**TASK REQUIREMENTS:** Rewrite the lines from the one containing "Mark a point on each instance of the palm tree and" through the one containing "x=376, y=318", changing every "Target" to "Object" and leaving everything else as it stands.

**DATA EXCERPTS:**

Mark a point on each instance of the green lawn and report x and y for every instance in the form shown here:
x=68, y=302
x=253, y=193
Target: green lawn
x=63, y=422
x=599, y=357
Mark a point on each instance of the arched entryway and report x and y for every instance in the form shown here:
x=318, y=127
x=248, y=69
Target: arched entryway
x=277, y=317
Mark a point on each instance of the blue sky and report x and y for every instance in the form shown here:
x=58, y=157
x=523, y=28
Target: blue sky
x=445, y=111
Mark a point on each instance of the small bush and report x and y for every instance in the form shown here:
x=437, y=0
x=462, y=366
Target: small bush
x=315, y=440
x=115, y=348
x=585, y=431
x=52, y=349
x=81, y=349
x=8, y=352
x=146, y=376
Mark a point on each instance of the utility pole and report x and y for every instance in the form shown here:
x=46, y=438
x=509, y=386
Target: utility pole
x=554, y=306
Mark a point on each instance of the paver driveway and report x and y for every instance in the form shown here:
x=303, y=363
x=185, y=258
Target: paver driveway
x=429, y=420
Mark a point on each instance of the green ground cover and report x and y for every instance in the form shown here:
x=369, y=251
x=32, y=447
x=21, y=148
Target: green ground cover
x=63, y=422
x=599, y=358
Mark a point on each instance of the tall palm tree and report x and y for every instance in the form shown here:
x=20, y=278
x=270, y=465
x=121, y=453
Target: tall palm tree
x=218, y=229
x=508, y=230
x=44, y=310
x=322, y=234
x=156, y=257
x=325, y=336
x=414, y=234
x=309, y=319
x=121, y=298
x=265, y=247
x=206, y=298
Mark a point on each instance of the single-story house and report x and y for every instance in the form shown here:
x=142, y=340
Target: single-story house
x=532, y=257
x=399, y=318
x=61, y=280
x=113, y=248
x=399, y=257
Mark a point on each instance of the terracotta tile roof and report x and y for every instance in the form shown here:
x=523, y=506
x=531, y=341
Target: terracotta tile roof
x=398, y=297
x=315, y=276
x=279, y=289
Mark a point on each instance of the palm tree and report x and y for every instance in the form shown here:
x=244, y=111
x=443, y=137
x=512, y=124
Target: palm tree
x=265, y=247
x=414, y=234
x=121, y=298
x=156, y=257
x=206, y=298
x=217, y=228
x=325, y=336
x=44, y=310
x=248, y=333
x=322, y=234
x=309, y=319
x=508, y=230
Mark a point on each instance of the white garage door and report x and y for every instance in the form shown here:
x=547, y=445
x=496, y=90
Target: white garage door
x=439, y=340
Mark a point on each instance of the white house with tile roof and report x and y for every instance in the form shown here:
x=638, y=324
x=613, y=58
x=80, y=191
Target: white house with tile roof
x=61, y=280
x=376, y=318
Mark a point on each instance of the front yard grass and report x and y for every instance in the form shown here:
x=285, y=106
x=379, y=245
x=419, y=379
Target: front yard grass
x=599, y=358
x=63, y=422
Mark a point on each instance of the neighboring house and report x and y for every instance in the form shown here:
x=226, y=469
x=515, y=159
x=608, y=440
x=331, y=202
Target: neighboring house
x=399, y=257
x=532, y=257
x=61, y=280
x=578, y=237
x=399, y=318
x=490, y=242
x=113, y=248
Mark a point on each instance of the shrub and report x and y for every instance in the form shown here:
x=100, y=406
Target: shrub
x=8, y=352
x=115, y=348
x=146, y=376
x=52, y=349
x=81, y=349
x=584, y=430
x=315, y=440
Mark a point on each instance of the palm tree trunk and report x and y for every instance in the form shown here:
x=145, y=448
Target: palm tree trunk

**TASK RESULT:**
Mark a point on each instance of the palm tree and report x and y for every instance in the form shown here:
x=244, y=111
x=443, y=137
x=512, y=124
Object: palm tree
x=265, y=247
x=414, y=234
x=121, y=298
x=156, y=257
x=206, y=298
x=217, y=228
x=325, y=336
x=44, y=310
x=248, y=333
x=322, y=234
x=309, y=319
x=508, y=230
Mark a point on each instance of the white garage door and report x and y for every instance in the form shown here:
x=547, y=445
x=496, y=90
Object: white garage door
x=439, y=340
Mark a point on each instance of the white house with tile roof and report x and y for every instance in the form shown here:
x=638, y=324
x=613, y=58
x=80, y=191
Object: white house with tile roof
x=61, y=280
x=376, y=318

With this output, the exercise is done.